━━━ RECORDS TO PROCESS

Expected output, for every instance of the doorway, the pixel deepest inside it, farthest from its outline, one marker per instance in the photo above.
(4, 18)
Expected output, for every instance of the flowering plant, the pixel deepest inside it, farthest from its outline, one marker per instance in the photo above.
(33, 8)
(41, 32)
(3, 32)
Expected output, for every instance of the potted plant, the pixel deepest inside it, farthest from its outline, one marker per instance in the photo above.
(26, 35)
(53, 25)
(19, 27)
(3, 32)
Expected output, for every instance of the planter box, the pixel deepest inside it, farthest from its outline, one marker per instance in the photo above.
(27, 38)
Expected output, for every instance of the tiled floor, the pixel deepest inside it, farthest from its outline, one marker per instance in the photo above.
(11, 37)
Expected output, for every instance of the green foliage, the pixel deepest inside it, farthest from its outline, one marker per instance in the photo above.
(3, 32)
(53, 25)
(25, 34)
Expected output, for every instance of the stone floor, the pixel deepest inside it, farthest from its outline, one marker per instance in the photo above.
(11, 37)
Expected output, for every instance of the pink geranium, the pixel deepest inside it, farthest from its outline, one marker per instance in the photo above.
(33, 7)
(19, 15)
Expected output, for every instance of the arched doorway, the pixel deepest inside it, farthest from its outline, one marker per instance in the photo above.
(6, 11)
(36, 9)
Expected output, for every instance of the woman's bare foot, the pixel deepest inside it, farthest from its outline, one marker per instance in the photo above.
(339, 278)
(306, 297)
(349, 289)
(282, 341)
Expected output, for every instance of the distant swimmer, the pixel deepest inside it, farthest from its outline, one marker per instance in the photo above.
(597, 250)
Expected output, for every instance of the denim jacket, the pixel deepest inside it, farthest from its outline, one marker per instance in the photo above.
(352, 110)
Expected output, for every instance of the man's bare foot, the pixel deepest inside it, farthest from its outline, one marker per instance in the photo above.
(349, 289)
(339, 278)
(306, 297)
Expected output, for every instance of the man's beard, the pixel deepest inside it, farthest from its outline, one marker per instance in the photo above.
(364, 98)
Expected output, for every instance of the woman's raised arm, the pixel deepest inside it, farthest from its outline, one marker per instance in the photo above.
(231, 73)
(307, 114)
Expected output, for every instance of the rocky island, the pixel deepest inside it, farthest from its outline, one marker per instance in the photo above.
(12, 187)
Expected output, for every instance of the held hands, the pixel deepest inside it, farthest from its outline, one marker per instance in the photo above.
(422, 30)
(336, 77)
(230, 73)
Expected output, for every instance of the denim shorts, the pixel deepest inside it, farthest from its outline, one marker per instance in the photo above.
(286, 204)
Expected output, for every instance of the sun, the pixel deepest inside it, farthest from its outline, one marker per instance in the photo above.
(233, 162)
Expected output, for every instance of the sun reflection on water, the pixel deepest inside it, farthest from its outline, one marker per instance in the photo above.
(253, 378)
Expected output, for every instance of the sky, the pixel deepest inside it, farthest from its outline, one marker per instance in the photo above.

━━━━━━

EXERCISE DIRECTIONS: Every record must appear in the answer exactly as it appears above.

ANSWER SECTION:
Expected output, for every instance of the doorway, the pixel deepest inside it, farthest from its outline, one marker per instance in the photo above.
(4, 18)
Expected output, for every instance of the flowering plant, the pixel deepest inside it, farthest from its outline, one marker per instance in the photo above.
(33, 8)
(41, 32)
(3, 32)
Expected output, for every instance of the potted plant, the pixel deepest inside it, farthest from its outline, one marker per instance in the photo above.
(26, 35)
(53, 25)
(19, 27)
(3, 32)
Expected output, for every instance of the planter box, the pixel deepest inside it, farthest from its outline, one marker per instance in the photo above.
(27, 38)
Expected output, for every instance of the tiled floor, the pixel deepest inside it, farthest from its outline, one marker per instance in the photo above.
(11, 37)
Expected output, for every instance of the green foliage, the pixel deepest inside it, farthest from its outline, one marker per instance in the photo above.
(3, 32)
(53, 25)
(25, 34)
Expected output, for every instance of the stone floor, the pixel deepest inside it, farthest from its outline, one marker per instance in the photo above.
(11, 37)
Expected output, for every instance of the pink geranium, the pixel deepest inside it, farthest from its outline, one marker per instance in the photo above.
(33, 7)
(19, 15)
Expected output, for every instance of the arched doorway, the pixel deepest inside it, farthest from its outline, one marker per instance in the photo above.
(6, 11)
(36, 9)
Expected output, for every instance of the woman's bare foot, the pixel deepest inside it, farthest from its outline, one marker per instance in the photo above.
(339, 278)
(306, 297)
(349, 289)
(282, 341)
Expected output, for every instance of the distant swimmer, the pixel deepest inside it, farthest from its outline, one marker per instance in the photo above.
(597, 250)
Expected output, for every instance of the denim jacket, the pixel deepest inside it, farthest from its outline, one marker per instance in the photo above.
(352, 110)
Expected output, for every instance of the man's bare foot, the pixel deepest inside it, farthest from its outline, one marker per instance in the photo above.
(349, 289)
(339, 278)
(306, 297)
Expected output, for every instance of the man's beard, the pixel deepest inside it, farthest from its outline, one marker per instance in the photo above.
(364, 98)
Expected output, for every instance of the woman's raised arm, the pixel deepest inside it, farthest from its outline, one marker per instance in the photo above.
(231, 73)
(307, 114)
Expected output, for every instance of the rocky island, the pixel deepest inside it, farthest from its outline, one marker per instance in the photo above.
(12, 187)
Expected output, for every instance of the held hands, the pixel deepest inside it, farthest from its outline, one marker per instance in the photo above.
(422, 30)
(336, 77)
(230, 73)
Expected output, for every instance of the denim shorts, the pixel deepest inside it, farthest from its outline, one marker per instance in the photo above.
(286, 204)
Expected output, for every instance of the sun, the pixel deepest inside it, farthest from its outline, one marker per instance in the photo above.
(233, 162)
Expected output, for every instance of the sun reflection on water, the pixel deepest inside it, farthest from its outline, one marker per instance in the photo above.
(253, 378)
Expected output, for every instance of the sky, the pixel deepest inside it, farthest from its outline, one marker per instance in the photo above.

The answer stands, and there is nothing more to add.